#### [Material to process]

········

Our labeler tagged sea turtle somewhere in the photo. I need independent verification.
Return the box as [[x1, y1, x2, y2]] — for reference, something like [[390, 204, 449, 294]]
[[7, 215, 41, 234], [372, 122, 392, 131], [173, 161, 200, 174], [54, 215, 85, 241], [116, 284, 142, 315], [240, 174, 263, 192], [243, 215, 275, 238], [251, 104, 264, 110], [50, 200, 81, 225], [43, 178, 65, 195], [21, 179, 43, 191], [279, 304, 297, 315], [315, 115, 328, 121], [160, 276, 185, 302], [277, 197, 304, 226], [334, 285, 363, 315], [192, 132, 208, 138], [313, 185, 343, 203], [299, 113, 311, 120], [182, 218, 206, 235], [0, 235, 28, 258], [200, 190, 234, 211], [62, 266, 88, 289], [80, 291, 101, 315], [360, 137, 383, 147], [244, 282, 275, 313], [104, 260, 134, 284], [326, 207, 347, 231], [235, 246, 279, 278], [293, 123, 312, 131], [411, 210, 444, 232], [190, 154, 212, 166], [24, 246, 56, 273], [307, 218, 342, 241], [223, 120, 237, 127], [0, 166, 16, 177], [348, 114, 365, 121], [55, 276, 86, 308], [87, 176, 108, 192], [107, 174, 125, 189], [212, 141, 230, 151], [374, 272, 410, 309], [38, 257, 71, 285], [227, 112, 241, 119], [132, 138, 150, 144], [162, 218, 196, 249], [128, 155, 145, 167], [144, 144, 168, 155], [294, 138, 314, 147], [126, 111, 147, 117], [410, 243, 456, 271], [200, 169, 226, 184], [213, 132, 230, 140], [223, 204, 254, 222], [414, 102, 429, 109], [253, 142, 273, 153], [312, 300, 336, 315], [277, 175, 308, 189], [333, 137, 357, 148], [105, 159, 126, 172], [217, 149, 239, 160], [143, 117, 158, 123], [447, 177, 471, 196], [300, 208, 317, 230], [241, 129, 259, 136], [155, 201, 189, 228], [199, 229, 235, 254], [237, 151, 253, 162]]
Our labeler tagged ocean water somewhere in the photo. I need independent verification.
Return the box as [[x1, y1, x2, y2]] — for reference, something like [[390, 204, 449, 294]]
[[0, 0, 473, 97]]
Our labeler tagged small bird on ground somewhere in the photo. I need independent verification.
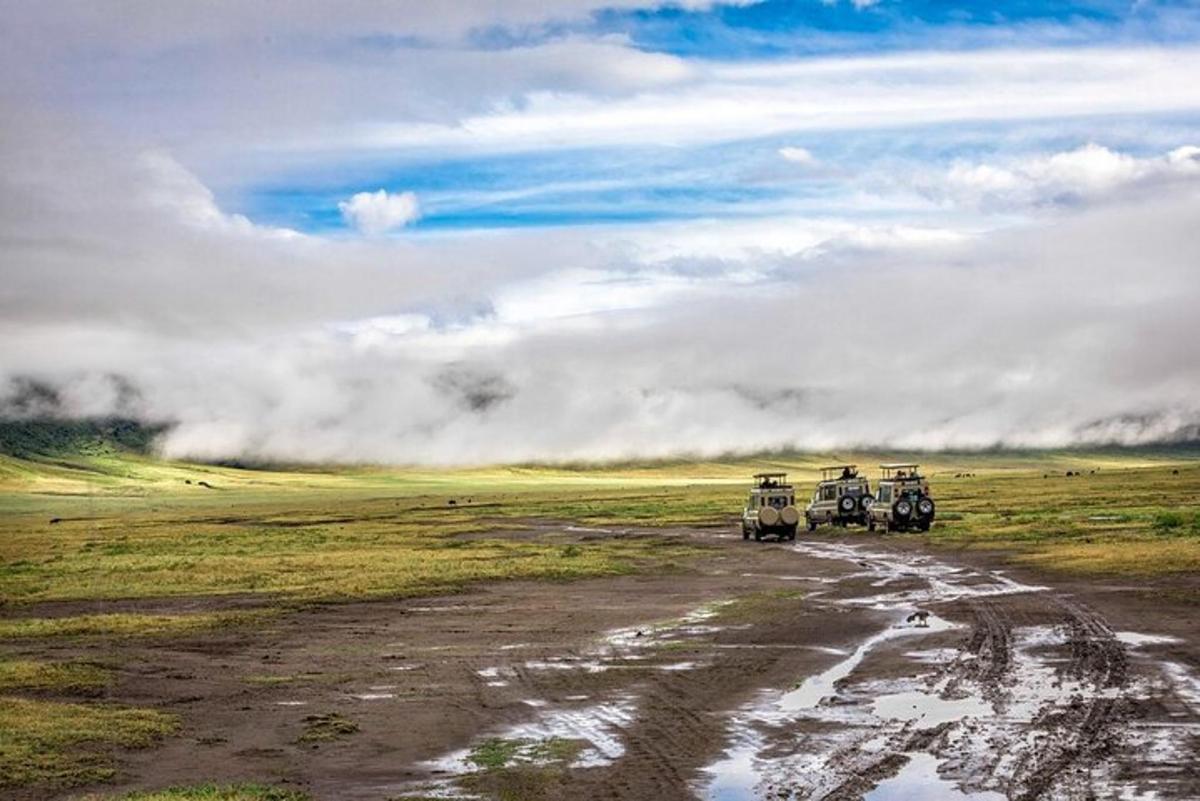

········

#### [Assigned task]
What this calls for is a word-for-word copy of the listing above, pictures excluded.

#### [Answer to this problem]
Our labeler tagged sea turtle somewhere in the photo. I need independent verification.
Return the box as [[x1, y1, x2, y2]] — for reference, something like [[390, 204, 449, 294]]
[[7, 215, 41, 234], [372, 122, 392, 131], [173, 161, 200, 174], [54, 215, 85, 241], [116, 284, 142, 315], [240, 174, 263, 192], [243, 215, 275, 238], [251, 104, 264, 110], [50, 200, 81, 225], [43, 178, 65, 195], [21, 179, 43, 191], [279, 304, 297, 315], [315, 115, 328, 121], [160, 276, 185, 302], [277, 197, 304, 226], [334, 285, 363, 315], [192, 132, 208, 138], [313, 185, 343, 203], [299, 113, 311, 120], [182, 218, 206, 235], [0, 235, 28, 258], [200, 190, 234, 211], [62, 266, 88, 289], [80, 291, 101, 315], [360, 137, 383, 147], [244, 282, 275, 313], [104, 260, 134, 284], [326, 207, 347, 231], [235, 246, 279, 278], [293, 123, 312, 131], [411, 210, 444, 232], [190, 154, 212, 166], [24, 246, 56, 273], [307, 218, 342, 241], [223, 120, 237, 127], [0, 166, 16, 177], [348, 114, 365, 121], [55, 276, 86, 308], [87, 176, 108, 192], [107, 174, 125, 189], [212, 141, 230, 151], [374, 272, 410, 309], [38, 257, 71, 285], [227, 112, 241, 119], [132, 138, 150, 144], [162, 218, 196, 249], [128, 155, 145, 167], [144, 144, 168, 155], [294, 138, 314, 147], [126, 111, 147, 117], [410, 243, 456, 271], [200, 169, 226, 184], [213, 132, 230, 140], [223, 204, 254, 222], [414, 102, 429, 109], [253, 142, 273, 153], [312, 300, 336, 315], [277, 175, 308, 189], [333, 137, 357, 148], [105, 159, 126, 172], [217, 149, 239, 160], [143, 117, 158, 123], [447, 177, 471, 196], [300, 208, 317, 230], [241, 129, 259, 136], [155, 201, 189, 228], [199, 229, 235, 254], [237, 151, 253, 162]]
Our labeler tagged ocean water somewhere in the photo. I need independent verification.
Return the box as [[x1, y1, x2, y2]] — for reference, something like [[390, 204, 449, 294]]
[[0, 0, 473, 97]]
Our labeler tagged small bird on ground somewhere in the photo. I need independent verification.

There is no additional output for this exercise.